## Selected extract:

—————

The %1 annotation means “this argument must be used exactly once.” A function that duplicates its argument violates linearity and is rejected.

In Rust, dropping a value is always permitted (affine, not linear). The Drop trait provides a hook for cleanup, but the type system does not require that a value be consumed. A File handle can be dropped without being closed (the Drop implementation closes it, but the programmer could mem::forget it). With linear types, the type system would require explicit closing — the file handle must be consumed by a close operation, not silently dropped.

Granule (University of Kent) is a research language with graded modal types — a generalisation that subsumes linear, affine, and other resource-tracking disciplines under a single framework. In Granule, every variable carries a grade indicating how many times it may be used, and these grades can be combined algebraically.

Rust’s affine system is a pragmatic point in this design space. Full linearity would be more expressive (guaranteeing resource cleanup) but less ergonomic (requiring explicit consumption of every value). Rust’s Drop trait provides a practical compromise: resources are cleaned up automatically on drop, and the type system prevents use-after-move, without requiring that every value be explicitly consumed.

Session Types and Protocol Verification

Session types represent communication protocols as types. A session type describes the sequence of messages that must be sent and received on a channel, and the type checker verifies that both endpoints follow the protocol.

// Pseudocode: session-typed channel
type LoginProtocol = Send<Username, Recv<Challenge, Send<Response,
                     Branch<Recv<Token, End>, Recv<Error, End>>>>>;

This type describes a login protocol: send a username, receive a challenge, send a response, then branch — either receive a token (success) or an error (failure). The type checker verifies that the client and server implementations follow this protocol at each step.

Rust’s typestate pattern (Chapter 7) encodes a related but weaker property: it ensures that a single object goes through states in the correct order. Session types generalise this to two-party protocols, ensuring that both sides of a communication channel agree on the message sequence. The difference is concurrency: typestate is sequential (one object, one owner), while session types are concurrent (two endpoints, potentially in different threads or processes).

Several Rust crates (like session-types) implement session types using Rust’s ownership system. The ownership transfer (move semantics) naturally models the “use each protocol step exactly once” requirement. But these are library-level encodings, not first-class type system features, and they lack the compiler’s full verification power.

Rust’s Position as a Principled Choice

Rust does not occupy its position in the type system landscape by default or by accident. It is a principled choice, driven by the boundary.

The boundary requires:

  1. All type-level computation must complete at compile time. This rules out full dependent types (which may require runtime evaluation for type checking).
  2. All proofs must be erasable without runtime cost. This rules out first-class proof terms (which would need runtime representation).
  3. Monomorphisation must produce code equivalent to hand-written concrete code. This rules out higher-kinded type quantification (which would require runtime type-constructor dispatch).
  4. The type system must be decidable. This rules out unrestricted type-level computation (which could diverge during type checking).

—————

## Data:

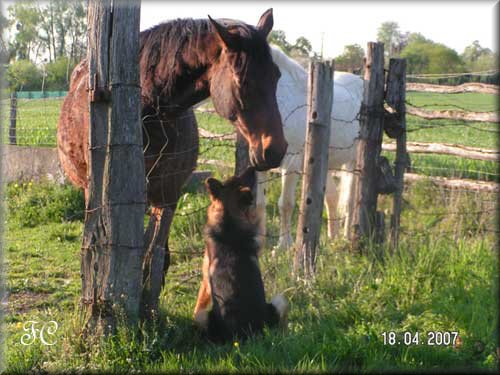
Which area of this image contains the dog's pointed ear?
[257,8,274,38]
[208,16,240,51]
[205,177,222,199]
[239,167,257,189]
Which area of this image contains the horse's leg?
[193,249,212,319]
[255,172,267,252]
[277,169,299,249]
[325,172,339,239]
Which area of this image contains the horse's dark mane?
[140,18,210,98]
[140,18,270,102]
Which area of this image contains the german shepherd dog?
[194,168,288,343]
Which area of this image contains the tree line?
[0,4,498,91]
[0,0,87,91]
[270,21,498,84]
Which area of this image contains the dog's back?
[197,171,286,342]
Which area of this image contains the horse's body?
[57,10,287,276]
[257,47,363,248]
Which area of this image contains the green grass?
[406,91,498,112]
[5,176,497,373]
[4,90,498,373]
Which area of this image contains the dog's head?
[205,167,257,229]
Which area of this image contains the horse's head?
[209,9,287,170]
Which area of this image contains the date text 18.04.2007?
[382,331,460,346]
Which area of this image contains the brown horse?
[57,9,287,280]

—————

Reproduce everything in the type-systems passage above from "Rust’s typestate pattern" down to "threads or processes).".

## Result of this task:
Rust’s typestate pattern (Chapter 7) encodes a related but weaker property: it ensures that a single object goes through states in the correct order. Session types generalise this to two-party protocols, ensuring that both sides of a communication channel agree on the message sequence. The difference is concurrency: typestate is sequential (one object, one owner), while session types are concurrent (two endpoints, potentially in different threads or processes).